[HOW TO COMPLETE THIS TASK] Write out every record below exactly as it appears.

[INPUT DATA]
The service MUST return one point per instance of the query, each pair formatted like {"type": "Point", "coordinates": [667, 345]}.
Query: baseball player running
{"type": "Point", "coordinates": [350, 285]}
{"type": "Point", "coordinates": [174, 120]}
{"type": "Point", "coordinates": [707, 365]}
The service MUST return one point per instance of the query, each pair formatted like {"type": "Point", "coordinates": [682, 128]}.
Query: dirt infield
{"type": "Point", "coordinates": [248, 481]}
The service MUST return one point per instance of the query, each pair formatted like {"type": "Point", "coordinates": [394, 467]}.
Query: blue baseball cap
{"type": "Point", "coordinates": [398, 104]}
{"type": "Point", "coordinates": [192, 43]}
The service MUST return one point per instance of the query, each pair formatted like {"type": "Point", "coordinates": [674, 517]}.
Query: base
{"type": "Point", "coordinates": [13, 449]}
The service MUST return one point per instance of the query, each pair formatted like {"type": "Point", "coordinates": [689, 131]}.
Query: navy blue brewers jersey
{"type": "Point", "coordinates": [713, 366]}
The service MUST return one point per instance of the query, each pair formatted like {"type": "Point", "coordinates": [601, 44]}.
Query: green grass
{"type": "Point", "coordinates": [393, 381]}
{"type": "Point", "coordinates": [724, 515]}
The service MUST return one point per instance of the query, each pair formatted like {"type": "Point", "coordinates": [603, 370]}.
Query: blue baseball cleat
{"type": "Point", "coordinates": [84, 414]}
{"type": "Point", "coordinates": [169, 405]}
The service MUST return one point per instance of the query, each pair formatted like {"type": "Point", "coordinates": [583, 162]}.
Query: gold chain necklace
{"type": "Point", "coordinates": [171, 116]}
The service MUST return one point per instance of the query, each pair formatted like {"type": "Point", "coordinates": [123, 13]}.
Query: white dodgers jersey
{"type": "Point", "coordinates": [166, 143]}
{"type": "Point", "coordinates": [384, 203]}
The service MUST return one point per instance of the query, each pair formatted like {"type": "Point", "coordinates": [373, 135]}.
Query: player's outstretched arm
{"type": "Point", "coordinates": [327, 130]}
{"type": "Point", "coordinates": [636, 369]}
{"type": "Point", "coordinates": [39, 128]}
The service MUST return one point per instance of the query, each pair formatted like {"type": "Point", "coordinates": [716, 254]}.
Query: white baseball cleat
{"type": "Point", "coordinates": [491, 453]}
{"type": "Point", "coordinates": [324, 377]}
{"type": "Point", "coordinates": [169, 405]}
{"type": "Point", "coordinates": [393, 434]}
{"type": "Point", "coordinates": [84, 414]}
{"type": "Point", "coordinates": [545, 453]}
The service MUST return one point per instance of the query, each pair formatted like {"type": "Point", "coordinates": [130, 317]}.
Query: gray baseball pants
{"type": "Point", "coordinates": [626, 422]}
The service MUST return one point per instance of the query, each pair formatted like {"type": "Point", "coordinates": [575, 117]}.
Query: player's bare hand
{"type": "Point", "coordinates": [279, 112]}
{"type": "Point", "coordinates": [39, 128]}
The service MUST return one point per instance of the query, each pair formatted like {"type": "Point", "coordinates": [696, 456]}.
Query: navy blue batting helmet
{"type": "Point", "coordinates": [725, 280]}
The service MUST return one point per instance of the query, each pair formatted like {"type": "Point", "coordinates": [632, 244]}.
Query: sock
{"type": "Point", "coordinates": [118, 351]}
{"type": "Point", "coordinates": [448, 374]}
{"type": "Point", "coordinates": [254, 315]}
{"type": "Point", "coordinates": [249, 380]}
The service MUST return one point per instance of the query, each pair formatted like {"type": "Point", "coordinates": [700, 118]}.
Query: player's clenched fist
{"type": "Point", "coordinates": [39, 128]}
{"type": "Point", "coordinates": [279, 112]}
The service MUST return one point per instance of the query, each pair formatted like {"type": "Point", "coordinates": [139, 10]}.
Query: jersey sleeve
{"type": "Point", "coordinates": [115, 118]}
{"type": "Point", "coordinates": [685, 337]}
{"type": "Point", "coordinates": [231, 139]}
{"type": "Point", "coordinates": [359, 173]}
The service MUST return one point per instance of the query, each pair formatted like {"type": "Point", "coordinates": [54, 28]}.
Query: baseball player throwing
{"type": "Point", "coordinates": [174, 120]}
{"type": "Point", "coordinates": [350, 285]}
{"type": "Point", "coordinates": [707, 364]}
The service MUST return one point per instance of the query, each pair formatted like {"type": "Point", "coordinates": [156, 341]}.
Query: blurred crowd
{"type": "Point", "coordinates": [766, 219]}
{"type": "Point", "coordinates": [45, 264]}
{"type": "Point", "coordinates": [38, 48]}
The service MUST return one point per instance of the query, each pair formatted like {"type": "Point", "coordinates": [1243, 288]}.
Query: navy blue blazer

[WRITTEN RESPONSE]
The service MUST return one point per instance of the query, each pair formatted like {"type": "Point", "coordinates": [667, 345]}.
Query: baseball player running
{"type": "Point", "coordinates": [350, 285]}
{"type": "Point", "coordinates": [174, 120]}
{"type": "Point", "coordinates": [707, 365]}
The service MUST return one point per instance of the query, each pair formatted like {"type": "Point", "coordinates": [682, 128]}.
Query: dirt infield
{"type": "Point", "coordinates": [248, 481]}
The service MUST return one point per instance of the query, each pair formatted like {"type": "Point", "coordinates": [394, 467]}.
Query: blue baseball cap
{"type": "Point", "coordinates": [398, 104]}
{"type": "Point", "coordinates": [192, 43]}
The service MUST return one point per instance of the query, each pair formatted like {"type": "Point", "coordinates": [674, 517]}.
Query: base
{"type": "Point", "coordinates": [13, 449]}
The service MUST return one point per instance of the query, each pair formatted like {"type": "Point", "coordinates": [689, 131]}.
Query: navy blue brewers jersey
{"type": "Point", "coordinates": [713, 366]}
The service MUST return one point per instance of the query, each pair formatted like {"type": "Point", "coordinates": [601, 44]}.
Query: green grass
{"type": "Point", "coordinates": [393, 381]}
{"type": "Point", "coordinates": [724, 515]}
The service MUST return one point per instance of the query, each pair formatted like {"type": "Point", "coordinates": [603, 370]}.
Query: blue baseball cleat
{"type": "Point", "coordinates": [84, 414]}
{"type": "Point", "coordinates": [169, 405]}
The service MUST return one point per instance of the query, each pair formatted like {"type": "Point", "coordinates": [583, 162]}.
Query: gold chain necklace
{"type": "Point", "coordinates": [171, 116]}
The service MUST return one point per instance of the query, each pair formatted like {"type": "Point", "coordinates": [123, 13]}.
Query: white dodgers jersey
{"type": "Point", "coordinates": [166, 143]}
{"type": "Point", "coordinates": [384, 203]}
The service MUST return one point per instance of the query, each pair formatted like {"type": "Point", "coordinates": [373, 135]}.
Query: player's outstretched arm
{"type": "Point", "coordinates": [327, 130]}
{"type": "Point", "coordinates": [636, 369]}
{"type": "Point", "coordinates": [39, 128]}
The service MUST return one point per instance of the query, each pair formatted like {"type": "Point", "coordinates": [716, 254]}.
Query: white baseball cleat
{"type": "Point", "coordinates": [491, 453]}
{"type": "Point", "coordinates": [324, 377]}
{"type": "Point", "coordinates": [169, 405]}
{"type": "Point", "coordinates": [393, 434]}
{"type": "Point", "coordinates": [84, 414]}
{"type": "Point", "coordinates": [545, 453]}
The service MUST return one point per instance of the query, each pair formatted like {"type": "Point", "coordinates": [130, 317]}.
Query: gray baseball pants
{"type": "Point", "coordinates": [626, 422]}
The service MUST return one point per instance of the query, each pair formatted like {"type": "Point", "coordinates": [575, 117]}.
Query: player's bare hand
{"type": "Point", "coordinates": [279, 112]}
{"type": "Point", "coordinates": [39, 128]}
The service MUST return one point per instance of the query, each pair formatted like {"type": "Point", "coordinates": [696, 456]}.
Query: navy blue batting helmet
{"type": "Point", "coordinates": [725, 280]}
The service MUST return one point per instance of the query, each pair formatted like {"type": "Point", "coordinates": [632, 244]}.
Query: sock
{"type": "Point", "coordinates": [118, 351]}
{"type": "Point", "coordinates": [448, 374]}
{"type": "Point", "coordinates": [254, 315]}
{"type": "Point", "coordinates": [249, 380]}
The service MUST return one point per instance of the query, each pair formatted like {"type": "Point", "coordinates": [700, 118]}.
Query: player's clenched fist
{"type": "Point", "coordinates": [39, 128]}
{"type": "Point", "coordinates": [279, 112]}
The service MUST return one point per instance of the query, each pair formatted like {"type": "Point", "coordinates": [139, 10]}.
Query: jersey sleeve
{"type": "Point", "coordinates": [115, 118]}
{"type": "Point", "coordinates": [685, 337]}
{"type": "Point", "coordinates": [231, 139]}
{"type": "Point", "coordinates": [359, 173]}
The service MUST return one point per instance of the query, each pair formatted like {"type": "Point", "coordinates": [54, 28]}.
Query: baseball player throwing
{"type": "Point", "coordinates": [174, 120]}
{"type": "Point", "coordinates": [350, 285]}
{"type": "Point", "coordinates": [707, 364]}
The service MUST return one point per instance of the query, each pair formatted like {"type": "Point", "coordinates": [156, 341]}.
Query: blurred crowd
{"type": "Point", "coordinates": [766, 219]}
{"type": "Point", "coordinates": [45, 264]}
{"type": "Point", "coordinates": [38, 48]}
The service MUST return one point per instance of the query, each pair formatted like {"type": "Point", "coordinates": [1243, 288]}.
Query: navy blue blazer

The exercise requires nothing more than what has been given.